▶ _WORK INSTRUCTIONS_: Copy out the listing below line for line, with every character unchanged.
+ + + + +
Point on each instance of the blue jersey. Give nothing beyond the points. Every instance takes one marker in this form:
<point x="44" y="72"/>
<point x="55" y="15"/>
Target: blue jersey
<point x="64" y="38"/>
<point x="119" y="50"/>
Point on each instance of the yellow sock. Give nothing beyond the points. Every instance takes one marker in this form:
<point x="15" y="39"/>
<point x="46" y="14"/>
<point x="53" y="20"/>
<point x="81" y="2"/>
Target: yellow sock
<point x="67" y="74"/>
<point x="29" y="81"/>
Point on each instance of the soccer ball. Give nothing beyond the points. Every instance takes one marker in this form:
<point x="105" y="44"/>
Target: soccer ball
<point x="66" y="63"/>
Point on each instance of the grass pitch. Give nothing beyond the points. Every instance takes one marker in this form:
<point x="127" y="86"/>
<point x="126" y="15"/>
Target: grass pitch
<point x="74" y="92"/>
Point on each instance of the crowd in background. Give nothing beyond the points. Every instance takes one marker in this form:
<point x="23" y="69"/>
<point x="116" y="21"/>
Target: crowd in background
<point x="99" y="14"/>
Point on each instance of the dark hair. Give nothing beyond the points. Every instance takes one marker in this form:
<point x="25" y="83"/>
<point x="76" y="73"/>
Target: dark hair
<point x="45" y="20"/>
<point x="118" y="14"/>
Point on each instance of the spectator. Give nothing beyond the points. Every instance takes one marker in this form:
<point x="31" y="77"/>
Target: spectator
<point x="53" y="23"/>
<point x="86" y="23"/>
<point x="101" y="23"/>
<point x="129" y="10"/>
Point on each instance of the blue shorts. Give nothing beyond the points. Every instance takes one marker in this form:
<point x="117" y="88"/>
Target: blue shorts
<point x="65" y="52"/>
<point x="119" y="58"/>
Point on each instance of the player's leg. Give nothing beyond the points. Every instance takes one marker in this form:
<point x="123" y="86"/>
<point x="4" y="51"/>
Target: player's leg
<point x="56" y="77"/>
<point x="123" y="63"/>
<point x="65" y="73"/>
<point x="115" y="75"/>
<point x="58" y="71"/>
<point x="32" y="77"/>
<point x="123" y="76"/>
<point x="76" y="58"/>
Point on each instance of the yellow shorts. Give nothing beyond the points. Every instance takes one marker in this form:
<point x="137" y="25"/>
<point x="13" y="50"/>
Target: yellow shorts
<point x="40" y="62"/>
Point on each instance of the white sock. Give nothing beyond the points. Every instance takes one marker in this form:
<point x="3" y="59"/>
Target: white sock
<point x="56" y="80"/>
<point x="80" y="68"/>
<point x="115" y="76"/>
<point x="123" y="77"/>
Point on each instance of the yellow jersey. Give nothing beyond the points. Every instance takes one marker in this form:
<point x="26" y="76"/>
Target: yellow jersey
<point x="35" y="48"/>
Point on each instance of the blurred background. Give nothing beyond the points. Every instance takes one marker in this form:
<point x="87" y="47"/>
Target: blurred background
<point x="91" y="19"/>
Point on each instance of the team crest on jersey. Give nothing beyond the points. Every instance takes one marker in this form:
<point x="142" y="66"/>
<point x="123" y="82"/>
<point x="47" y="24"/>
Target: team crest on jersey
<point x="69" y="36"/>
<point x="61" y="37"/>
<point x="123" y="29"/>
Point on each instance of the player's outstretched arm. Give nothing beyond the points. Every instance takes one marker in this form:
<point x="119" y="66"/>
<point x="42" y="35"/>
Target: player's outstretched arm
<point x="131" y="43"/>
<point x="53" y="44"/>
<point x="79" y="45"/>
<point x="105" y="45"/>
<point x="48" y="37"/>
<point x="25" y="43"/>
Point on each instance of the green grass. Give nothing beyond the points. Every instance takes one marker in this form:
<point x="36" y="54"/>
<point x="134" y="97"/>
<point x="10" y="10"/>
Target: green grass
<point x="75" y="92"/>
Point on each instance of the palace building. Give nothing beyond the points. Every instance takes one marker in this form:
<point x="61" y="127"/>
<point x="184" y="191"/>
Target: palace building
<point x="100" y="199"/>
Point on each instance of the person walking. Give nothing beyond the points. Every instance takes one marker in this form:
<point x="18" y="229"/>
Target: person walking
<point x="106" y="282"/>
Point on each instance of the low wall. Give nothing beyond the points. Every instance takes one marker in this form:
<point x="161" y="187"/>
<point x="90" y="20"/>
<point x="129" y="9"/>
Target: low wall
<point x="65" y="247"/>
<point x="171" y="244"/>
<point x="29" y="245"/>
+ + + + +
▶ _WRITTEN REPLY_:
Point on each instance of the blue jersey. Give nothing beyond the points. Every instance takes one marker in this form:
<point x="44" y="72"/>
<point x="55" y="15"/>
Target: blue jersey
<point x="64" y="38"/>
<point x="119" y="50"/>
Point on each instance of the yellow sock. Give nothing beyond the points. Every instance takes one marker in this form:
<point x="15" y="39"/>
<point x="46" y="14"/>
<point x="53" y="20"/>
<point x="81" y="2"/>
Target: yellow sock
<point x="67" y="74"/>
<point x="29" y="81"/>
Point on each instance of the soccer ball. Give nothing beyond the points. Every instance takes one marker in this form:
<point x="105" y="44"/>
Target: soccer ball
<point x="66" y="63"/>
Point on each instance of the grass pitch. Give nothing beyond the points. Every instance takes one marker in this form:
<point x="127" y="86"/>
<point x="126" y="15"/>
Target: grass pitch
<point x="74" y="92"/>
Point on each instance of the crowd in background. Give nothing beyond the points. Every instance takes one marker in this form:
<point x="23" y="69"/>
<point x="116" y="21"/>
Target: crowd in background
<point x="99" y="14"/>
Point on each instance of the dark hair. Give nothing beyond the points. Every instance takes one marker in this form:
<point x="25" y="83"/>
<point x="76" y="73"/>
Target: dark hair
<point x="45" y="20"/>
<point x="118" y="14"/>
Point on each instance of the spectator. Give nothing beyond the points. Every instance takes one marker in this form:
<point x="31" y="77"/>
Target: spectator
<point x="53" y="23"/>
<point x="86" y="23"/>
<point x="101" y="23"/>
<point x="129" y="10"/>
Point on each instance of the blue shorts. Give nothing beyond the points. Every instance takes one marker in this form:
<point x="117" y="88"/>
Target: blue shorts
<point x="65" y="52"/>
<point x="119" y="58"/>
Point on each instance of the player's leg. Give nothing beyond the points. Every instance takes one marker in this form:
<point x="123" y="86"/>
<point x="4" y="51"/>
Target: player's leg
<point x="56" y="77"/>
<point x="123" y="63"/>
<point x="65" y="73"/>
<point x="115" y="75"/>
<point x="58" y="71"/>
<point x="32" y="77"/>
<point x="123" y="76"/>
<point x="76" y="58"/>
Point on each instance of the yellow shorts. Give nothing beyond the points. Every instance takes one marker in this form:
<point x="137" y="25"/>
<point x="13" y="50"/>
Target: yellow shorts
<point x="40" y="62"/>
Point on each instance of the white sock. Give nothing beyond the points. Every instance takes one marker in this form:
<point x="3" y="59"/>
Target: white sock
<point x="56" y="80"/>
<point x="80" y="68"/>
<point x="115" y="76"/>
<point x="123" y="77"/>
Point on each instance of the yellow jersey. Give nothing beyond the points. Every instance takes one marker in this form:
<point x="26" y="76"/>
Target: yellow jersey
<point x="35" y="48"/>
Point on each instance of the blurred background. Give nothing beyond the points. Every instance takes one marker in this form:
<point x="87" y="47"/>
Target: blurred background
<point x="91" y="19"/>
Point on each instance of the team crest on jersey. Give nothing beyond the points. Every instance takes one marker in this form:
<point x="142" y="66"/>
<point x="123" y="82"/>
<point x="47" y="24"/>
Target: team crest on jersey
<point x="69" y="36"/>
<point x="61" y="37"/>
<point x="123" y="29"/>
Point on each instance of the player's outstretched arm. Give nothing beyond the points. Every instance takes one marker in this form:
<point x="119" y="66"/>
<point x="42" y="35"/>
Target: player's outstretched arm
<point x="131" y="43"/>
<point x="53" y="44"/>
<point x="79" y="45"/>
<point x="105" y="45"/>
<point x="48" y="37"/>
<point x="25" y="43"/>
Point on each instance of the green grass. Give nothing beyond the points. Every instance takes one marker in this form:
<point x="36" y="54"/>
<point x="134" y="97"/>
<point x="10" y="10"/>
Target: green grass
<point x="75" y="92"/>
Point on each instance of the palace building. Give nothing beyond the points. Every instance takes one marker in this form:
<point x="61" y="127"/>
<point x="184" y="191"/>
Target: palace building
<point x="100" y="199"/>
Point on each instance of the person walking. Give nothing beyond the points. Every instance takes one marker in this form:
<point x="18" y="229"/>
Target: person walking
<point x="106" y="282"/>
Point on each instance of the low wall. Give nothing beyond the points. Every instance takes one marker in this form:
<point x="161" y="187"/>
<point x="90" y="20"/>
<point x="129" y="9"/>
Target: low wall
<point x="65" y="247"/>
<point x="171" y="244"/>
<point x="29" y="245"/>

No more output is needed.